- [The task] List every line in the items below that contains the word "door", copying each such line in full.
** start **
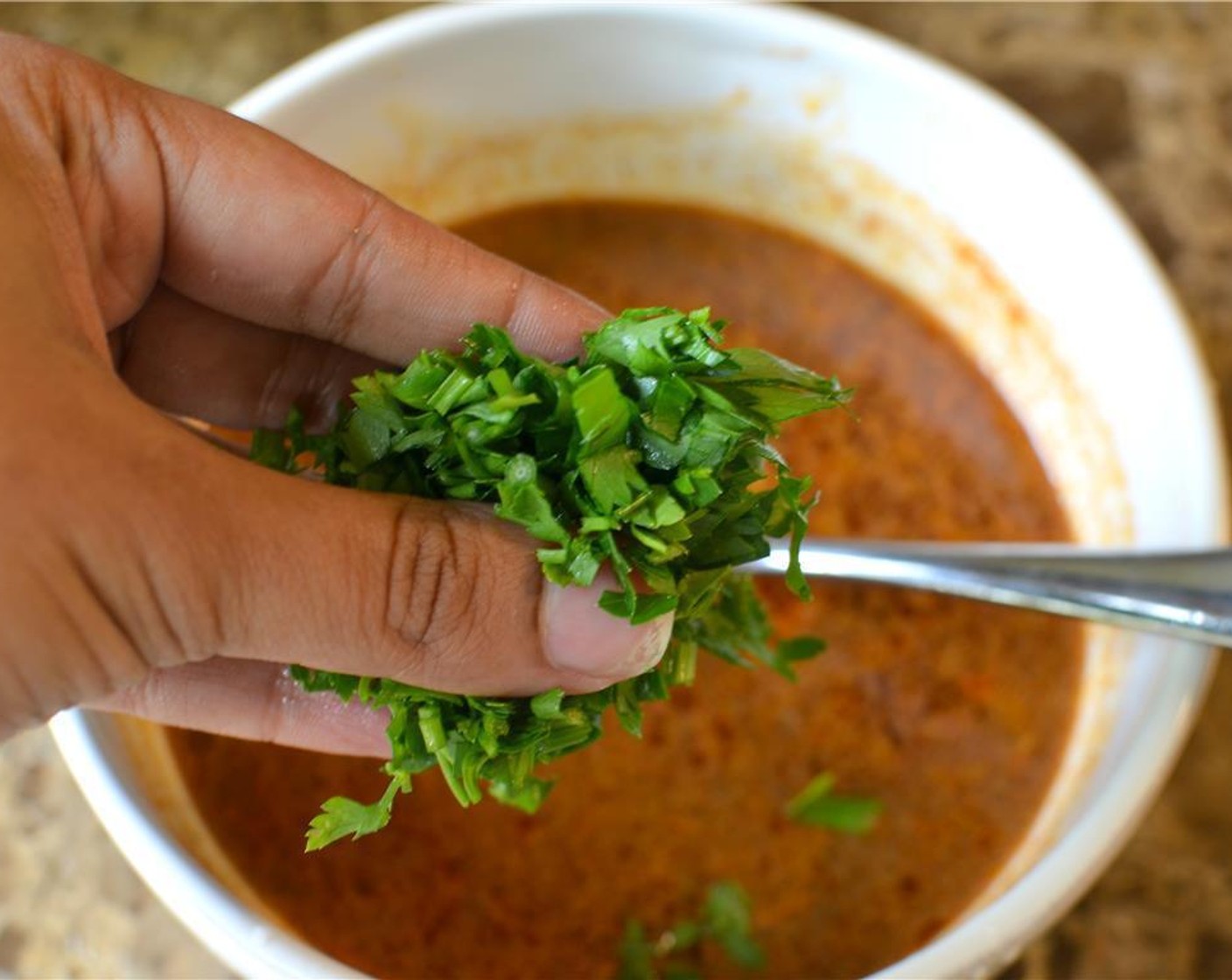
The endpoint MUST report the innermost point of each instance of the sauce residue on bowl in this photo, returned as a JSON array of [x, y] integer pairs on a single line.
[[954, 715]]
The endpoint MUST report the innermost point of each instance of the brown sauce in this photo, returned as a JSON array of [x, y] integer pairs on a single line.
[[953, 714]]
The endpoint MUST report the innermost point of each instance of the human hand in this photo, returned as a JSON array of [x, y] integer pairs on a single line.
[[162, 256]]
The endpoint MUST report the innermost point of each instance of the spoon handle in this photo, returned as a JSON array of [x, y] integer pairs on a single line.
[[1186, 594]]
** end **
** start **
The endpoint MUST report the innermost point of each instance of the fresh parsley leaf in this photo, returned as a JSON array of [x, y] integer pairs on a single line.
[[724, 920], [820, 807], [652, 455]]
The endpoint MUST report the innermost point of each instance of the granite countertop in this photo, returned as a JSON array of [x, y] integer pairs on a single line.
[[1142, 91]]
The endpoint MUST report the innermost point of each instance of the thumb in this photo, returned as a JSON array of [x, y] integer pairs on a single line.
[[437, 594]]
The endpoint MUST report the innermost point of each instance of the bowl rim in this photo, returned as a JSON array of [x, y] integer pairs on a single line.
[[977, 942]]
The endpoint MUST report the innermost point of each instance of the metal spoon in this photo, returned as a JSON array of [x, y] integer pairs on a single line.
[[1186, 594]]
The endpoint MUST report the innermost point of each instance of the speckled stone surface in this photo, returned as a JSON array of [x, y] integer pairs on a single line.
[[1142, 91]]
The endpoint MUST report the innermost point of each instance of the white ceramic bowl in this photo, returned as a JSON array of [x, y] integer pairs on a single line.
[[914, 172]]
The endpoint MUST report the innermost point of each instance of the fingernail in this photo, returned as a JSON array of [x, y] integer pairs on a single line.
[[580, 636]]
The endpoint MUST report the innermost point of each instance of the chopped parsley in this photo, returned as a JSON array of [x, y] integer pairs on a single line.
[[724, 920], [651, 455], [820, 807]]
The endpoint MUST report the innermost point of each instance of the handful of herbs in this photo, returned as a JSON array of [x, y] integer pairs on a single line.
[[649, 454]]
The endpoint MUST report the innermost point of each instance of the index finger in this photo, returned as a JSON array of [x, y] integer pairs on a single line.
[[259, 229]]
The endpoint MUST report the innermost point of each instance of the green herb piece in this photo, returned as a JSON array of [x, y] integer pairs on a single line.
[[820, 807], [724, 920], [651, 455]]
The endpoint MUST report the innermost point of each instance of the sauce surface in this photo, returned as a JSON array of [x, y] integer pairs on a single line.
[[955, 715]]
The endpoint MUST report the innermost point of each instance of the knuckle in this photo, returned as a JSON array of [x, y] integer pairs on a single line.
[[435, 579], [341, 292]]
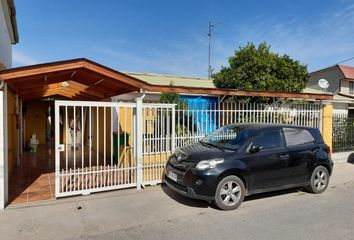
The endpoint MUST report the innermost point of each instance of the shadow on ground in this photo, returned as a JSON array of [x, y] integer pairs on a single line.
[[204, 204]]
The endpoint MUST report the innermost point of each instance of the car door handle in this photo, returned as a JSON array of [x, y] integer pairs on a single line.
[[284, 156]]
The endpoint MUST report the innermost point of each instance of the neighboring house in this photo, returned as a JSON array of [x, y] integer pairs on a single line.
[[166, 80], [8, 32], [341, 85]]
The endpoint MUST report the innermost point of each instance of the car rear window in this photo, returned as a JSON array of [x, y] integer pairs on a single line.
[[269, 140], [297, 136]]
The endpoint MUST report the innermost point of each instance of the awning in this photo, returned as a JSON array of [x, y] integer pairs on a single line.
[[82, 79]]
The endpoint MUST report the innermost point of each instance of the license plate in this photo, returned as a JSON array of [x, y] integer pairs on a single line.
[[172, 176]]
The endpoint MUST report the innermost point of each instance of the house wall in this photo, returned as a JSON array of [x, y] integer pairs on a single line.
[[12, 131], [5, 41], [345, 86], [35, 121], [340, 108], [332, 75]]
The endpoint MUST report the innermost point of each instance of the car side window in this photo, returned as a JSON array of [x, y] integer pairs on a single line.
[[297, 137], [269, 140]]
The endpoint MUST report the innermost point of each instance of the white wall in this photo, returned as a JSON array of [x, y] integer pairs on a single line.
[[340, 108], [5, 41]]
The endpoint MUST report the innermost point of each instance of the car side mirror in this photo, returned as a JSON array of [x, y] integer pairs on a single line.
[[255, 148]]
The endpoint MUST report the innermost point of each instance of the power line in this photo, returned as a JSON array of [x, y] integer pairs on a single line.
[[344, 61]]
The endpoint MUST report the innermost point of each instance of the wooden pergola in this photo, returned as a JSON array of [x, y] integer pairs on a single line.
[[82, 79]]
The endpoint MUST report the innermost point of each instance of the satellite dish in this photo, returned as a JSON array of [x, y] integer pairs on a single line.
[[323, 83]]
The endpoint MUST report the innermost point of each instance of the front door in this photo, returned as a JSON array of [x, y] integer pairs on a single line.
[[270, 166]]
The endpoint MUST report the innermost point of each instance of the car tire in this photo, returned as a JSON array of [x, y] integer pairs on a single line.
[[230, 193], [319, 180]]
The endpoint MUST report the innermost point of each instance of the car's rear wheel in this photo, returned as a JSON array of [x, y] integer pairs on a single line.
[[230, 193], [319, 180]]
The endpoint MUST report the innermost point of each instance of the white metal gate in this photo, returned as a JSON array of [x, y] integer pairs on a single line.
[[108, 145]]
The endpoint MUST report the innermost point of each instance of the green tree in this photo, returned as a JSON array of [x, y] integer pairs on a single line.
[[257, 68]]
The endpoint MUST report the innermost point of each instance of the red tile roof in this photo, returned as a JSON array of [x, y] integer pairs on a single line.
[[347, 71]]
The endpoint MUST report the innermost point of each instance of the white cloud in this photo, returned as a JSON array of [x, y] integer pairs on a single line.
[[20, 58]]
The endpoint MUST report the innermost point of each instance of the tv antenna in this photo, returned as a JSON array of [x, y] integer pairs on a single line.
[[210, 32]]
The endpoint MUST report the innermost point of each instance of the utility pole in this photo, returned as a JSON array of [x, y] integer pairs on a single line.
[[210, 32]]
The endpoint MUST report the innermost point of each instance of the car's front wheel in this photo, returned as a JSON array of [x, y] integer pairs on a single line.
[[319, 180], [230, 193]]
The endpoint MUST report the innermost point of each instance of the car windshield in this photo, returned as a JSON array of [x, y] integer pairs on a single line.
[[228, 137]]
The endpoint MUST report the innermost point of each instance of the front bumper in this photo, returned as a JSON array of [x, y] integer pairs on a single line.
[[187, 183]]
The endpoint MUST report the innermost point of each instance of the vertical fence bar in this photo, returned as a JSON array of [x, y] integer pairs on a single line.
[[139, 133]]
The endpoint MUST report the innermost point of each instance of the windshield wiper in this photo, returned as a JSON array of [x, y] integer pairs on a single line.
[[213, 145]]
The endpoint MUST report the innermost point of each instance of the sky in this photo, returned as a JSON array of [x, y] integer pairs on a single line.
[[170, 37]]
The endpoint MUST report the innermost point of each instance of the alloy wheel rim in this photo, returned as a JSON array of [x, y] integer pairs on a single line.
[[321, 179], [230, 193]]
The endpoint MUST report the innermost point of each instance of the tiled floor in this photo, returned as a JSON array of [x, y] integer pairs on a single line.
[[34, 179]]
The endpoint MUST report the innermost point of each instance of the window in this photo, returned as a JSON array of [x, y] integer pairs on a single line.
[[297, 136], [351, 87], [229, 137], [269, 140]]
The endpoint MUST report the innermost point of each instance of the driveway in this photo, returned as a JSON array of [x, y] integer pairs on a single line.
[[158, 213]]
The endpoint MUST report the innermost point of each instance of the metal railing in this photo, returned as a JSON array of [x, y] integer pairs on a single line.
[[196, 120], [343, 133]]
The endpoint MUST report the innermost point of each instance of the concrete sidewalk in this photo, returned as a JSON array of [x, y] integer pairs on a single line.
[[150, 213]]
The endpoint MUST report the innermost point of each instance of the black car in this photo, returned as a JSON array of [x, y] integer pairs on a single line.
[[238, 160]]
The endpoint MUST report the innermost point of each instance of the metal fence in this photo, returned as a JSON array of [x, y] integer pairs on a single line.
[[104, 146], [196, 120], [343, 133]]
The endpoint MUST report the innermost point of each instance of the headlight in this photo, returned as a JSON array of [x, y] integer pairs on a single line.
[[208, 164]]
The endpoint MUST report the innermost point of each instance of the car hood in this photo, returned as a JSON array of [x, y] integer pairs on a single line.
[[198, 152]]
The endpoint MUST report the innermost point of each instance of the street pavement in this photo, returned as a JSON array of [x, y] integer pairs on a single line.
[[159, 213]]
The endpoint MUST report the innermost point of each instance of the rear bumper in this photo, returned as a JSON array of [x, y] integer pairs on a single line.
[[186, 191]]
** end **
- [Result of the exercise]
The endpoint MUST report the innermost point of each instance of the car door handle in this photo, returned as a JSON array of [x, y] integer pairs on a single line.
The endpoint MUST report the innermost point of each instance of the front door in this photo, returned as a JSON array of [x, y] integer pairs on a single line.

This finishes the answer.